[R-sig-Geo] To validate logistic regression

Tue Apr 26 12:24:00 CEST 2011

Dear Komine,
Not sure whether this is the easiest way, but it has worked for me:

set.seed(0)
head(tab <- data.frame(Y=as.numeric(runif(100)>0.5), X=rnorm(100)))
subs <- sample(c(1:nrow(tab)), round(nrow(tab)*0.66), replace=F)  #the
66% of data you want in one sample
tab1 <- tab[subs, ] #the one sample
tab2 <- tab[!c(1:nrow(tab)) %in% subs, ] #the other sample, which are
the data that do not fall in the first sample

rlog1 <- glm(Y~X,family=binomial,data=tab1)
summary(rlog1)
tab2$pred <-predict(rlog1, newdata=tab2, type="response")
hist(tab2$pred)

library(ROCR) #allows you to make easily ROC's which allows the
assessment of your prediction
pred <- prediction(tab2$pred, tab2$Y)
perf <- performance(pred,"tpr","fpr")

• [Written problem A] In the logistic regression validation post, which R library is loaded to make ROC curves?
• [Written problem B] Reproduce the logistic regression validation post from "Tue Apr 26 12:24:00" up to and including "<- data.frame(Y=as.numeric(runif(100)>0.5), X=rnorm(100)))".
• [Written problem C] Carry on writing the logistic regression validation post from the point where it stops.

• [Data]
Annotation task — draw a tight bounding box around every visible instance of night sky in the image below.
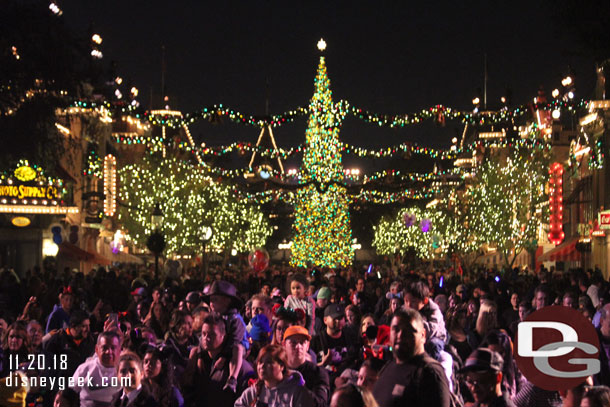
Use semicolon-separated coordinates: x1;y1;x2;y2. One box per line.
61;0;595;155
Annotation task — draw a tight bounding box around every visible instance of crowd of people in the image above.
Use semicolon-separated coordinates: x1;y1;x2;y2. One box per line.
0;265;610;407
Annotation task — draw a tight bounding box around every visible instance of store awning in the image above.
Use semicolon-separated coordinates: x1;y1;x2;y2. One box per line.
536;236;580;263
57;242;110;266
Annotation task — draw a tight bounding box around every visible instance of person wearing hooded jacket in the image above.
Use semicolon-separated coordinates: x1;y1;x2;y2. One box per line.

• [Task result A] ROCR

• [Task result B]
Tue Apr 26 12:24:00 CEST 2011

Dear Komine,
Not sure whether this is the easiest way, but it has worked for me:

set.seed(0)
head(tab <- data.frame(Y=as.numeric(runif(100)>0.5), X=rnorm(100)))

• [Task result C]
plot(perf); abline(0, 1, col="red")  #the proportional line shows that
the prediction is as good as random, which you would expect in this
example

Best,
Bram

> Hi,
> I would like your help to validate my logistic regression. I know how to do
> logistic regression.
>
> rlog<-glm(Y~X,family=binomial,data=tab)
> summary(rlog)
> HLgof.test(fit = fitted(rlog), obs=Y)
>
> However, I would like to validate my model. For example to divise my data in
> a sample for training (66%) and a sample for validation (34%).
> e.g for ma table
> Area   Y     X
> 1       1     135
> 1       0     200
> 1       1      97
> 1       1     160
> 1       0     201
> 1       1     144
> 1       0     100
>
> But I don't know how to validate it.
> 1- My first problem: How to create my 2 samples from my variables Y and X
> using pourcentage 66 ang 34 %?
>
> - How to have the pourcentage of good prediction and bad prediction?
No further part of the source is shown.